Brief - From top to bottom, each entry below must be reproduced exactly.

Point-per-instance localization data -

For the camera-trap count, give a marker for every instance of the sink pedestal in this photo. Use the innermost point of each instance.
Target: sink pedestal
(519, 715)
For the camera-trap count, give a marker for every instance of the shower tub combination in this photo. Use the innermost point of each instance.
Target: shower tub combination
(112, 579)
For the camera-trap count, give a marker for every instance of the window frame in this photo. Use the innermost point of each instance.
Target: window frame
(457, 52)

Answer section -
For the camera-trap count, give a marker for every instance of the sink pedestal in this photo. Use the innermost point of each instance.
Target: sink pedestal
(519, 715)
For the camera-trap count, give a marker for every instance of the shower tub combination in this photo. Use the innermost point of each instance.
Target: shower tub combination
(112, 579)
For the camera-trap count, give a marker for every instance of the window frame in this photo. Use the innermost point of each instance.
Target: window frame
(457, 52)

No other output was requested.